• [Seção do documento]
A ideia de que o mundo é dividido entre sagrado e profano é a premissa de toda religião – ou ao menos deveria ser. Segundo esta cosmovisão, a realidade última não poderia, de maneira nenhuma, se confundir com a realidade comum; a realidade sagrada carregaria sempre este aspecto de elevação e revelação ao homem de um ser verdadeiro: um deus. Essa revelação não teria outro efeito senão gerar, no homem, um desejo de participar daquela existência. É como se, durante toda a sua vida, ele estivesse cego, como se tivesse achado um oásis após longas andanças no deserto.

Esse é o princípio motor de toda crença religiosa que tem seu berço na antiguidade. Não era possível conceber o mundo sem essa dualidade, o mundo só é porque o sagrado o justifica. Não haveria existência alguma sem um ser que transbordasse seu poder através da criação de tudo. Parecia claro que o mundo profano era frágil, a noite se sobrepõe ao dia, pessoas morrem, estações passam: algo superior devia sustentar toda essa realidade, essa sustentação era o próprio ciclo. Todo mito marcava uma data, dava a razão de ser dos ciclos eternos e, assim, era desejo do homem se sobrepor à fragilidade do mundo profano e participar dessa eternidade. E esse mesmo é o fim dos ritos: elevar o homem ao sagrado.

• [Enunciado 1]
Responda às perguntas com base no texto sobre o sagrado e o profano:
(a) Que efeito a revelação teria no homem?
(b) Quais fatos são citados como sinais de que o mundo profano era frágil?
(c) Qual é o fim dos ritos?
• [Enunciado 2]
Reproduza o trecho do texto sobre o sagrado e o profano de "A ideia de que" até "andanças no deserto.".

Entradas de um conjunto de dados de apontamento
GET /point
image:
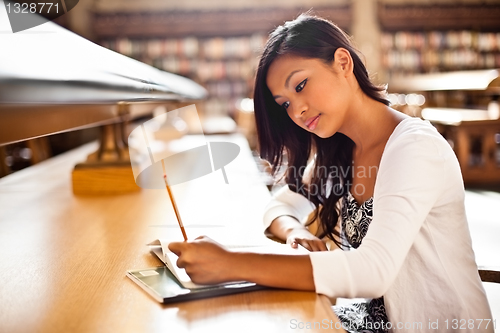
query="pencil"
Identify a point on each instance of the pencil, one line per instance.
(173, 202)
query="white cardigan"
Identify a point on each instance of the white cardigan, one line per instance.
(417, 252)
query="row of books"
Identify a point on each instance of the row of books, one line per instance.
(227, 89)
(190, 47)
(430, 59)
(465, 39)
(205, 70)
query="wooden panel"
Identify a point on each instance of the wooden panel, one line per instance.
(63, 258)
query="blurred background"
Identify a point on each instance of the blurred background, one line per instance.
(217, 44)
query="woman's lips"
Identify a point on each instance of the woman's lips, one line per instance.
(312, 122)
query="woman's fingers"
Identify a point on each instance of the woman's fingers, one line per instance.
(309, 244)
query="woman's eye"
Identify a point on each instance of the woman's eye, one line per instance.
(301, 86)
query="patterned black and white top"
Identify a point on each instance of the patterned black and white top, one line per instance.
(359, 317)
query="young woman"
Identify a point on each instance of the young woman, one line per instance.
(383, 183)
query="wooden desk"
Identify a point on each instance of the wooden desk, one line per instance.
(63, 258)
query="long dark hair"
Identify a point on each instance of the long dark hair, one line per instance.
(308, 36)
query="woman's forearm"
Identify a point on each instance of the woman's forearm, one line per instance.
(283, 225)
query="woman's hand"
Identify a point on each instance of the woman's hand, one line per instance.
(205, 261)
(303, 237)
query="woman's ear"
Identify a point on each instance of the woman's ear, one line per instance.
(342, 61)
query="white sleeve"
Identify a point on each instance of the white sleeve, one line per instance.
(287, 202)
(410, 179)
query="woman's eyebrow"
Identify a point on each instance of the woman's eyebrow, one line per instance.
(287, 81)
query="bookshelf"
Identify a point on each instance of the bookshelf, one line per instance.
(439, 38)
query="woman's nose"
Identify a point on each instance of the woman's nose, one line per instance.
(299, 110)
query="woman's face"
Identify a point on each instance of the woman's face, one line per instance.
(315, 95)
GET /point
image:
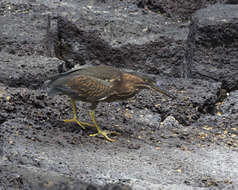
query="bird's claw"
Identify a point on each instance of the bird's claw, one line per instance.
(105, 134)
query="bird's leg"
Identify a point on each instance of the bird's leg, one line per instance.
(75, 118)
(100, 131)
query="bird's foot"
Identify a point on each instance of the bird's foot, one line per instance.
(105, 134)
(80, 123)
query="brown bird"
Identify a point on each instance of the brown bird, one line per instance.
(96, 84)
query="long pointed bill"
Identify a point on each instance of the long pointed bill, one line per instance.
(158, 89)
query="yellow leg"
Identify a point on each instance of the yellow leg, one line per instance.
(100, 131)
(75, 118)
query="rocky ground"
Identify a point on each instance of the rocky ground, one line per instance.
(190, 47)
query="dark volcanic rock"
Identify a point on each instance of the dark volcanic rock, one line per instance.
(23, 27)
(31, 71)
(129, 41)
(213, 45)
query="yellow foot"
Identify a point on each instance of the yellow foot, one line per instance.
(80, 123)
(105, 134)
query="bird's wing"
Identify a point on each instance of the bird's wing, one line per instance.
(88, 88)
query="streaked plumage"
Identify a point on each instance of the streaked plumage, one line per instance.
(96, 84)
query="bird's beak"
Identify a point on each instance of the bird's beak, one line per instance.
(162, 91)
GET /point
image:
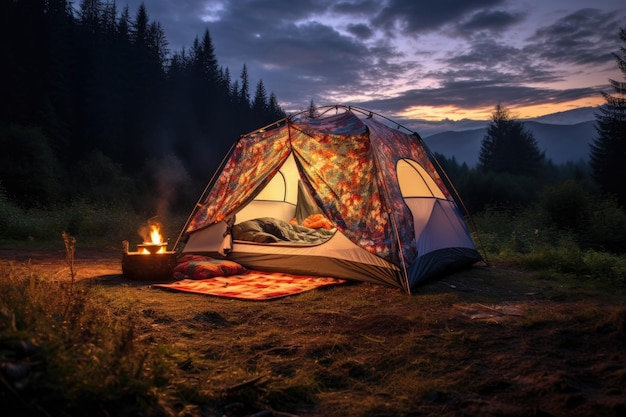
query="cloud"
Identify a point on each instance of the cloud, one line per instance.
(415, 17)
(397, 53)
(584, 37)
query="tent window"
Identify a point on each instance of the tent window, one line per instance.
(414, 181)
(275, 190)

• [Resolução do exercício 1]
(a) Geraria no homem um desejo de participar daquela existência.
(b) A noite se sobrepõe ao dia, pessoas morrem e estações passam.
(c) Elevar o homem ao sagrado.

• [Resolução do exercício 2]
A ideia de que o mundo é dividido entre sagrado e profano é a premissa de toda religião – ou ao menos deveria ser. Segundo esta cosmovisão, a realidade última não poderia, de maneira nenhuma, se confundir com a realidade comum; a realidade sagrada carregaria sempre este aspecto de elevação e revelação ao homem de um ser verdadeiro: um deus. Essa revelação não teria outro efeito senão gerar, no homem, um desejo de participar daquela existência. É como se, durante toda a sua vida, ele estivesse cego, como se tivesse achado um oásis após longas andanças no deserto.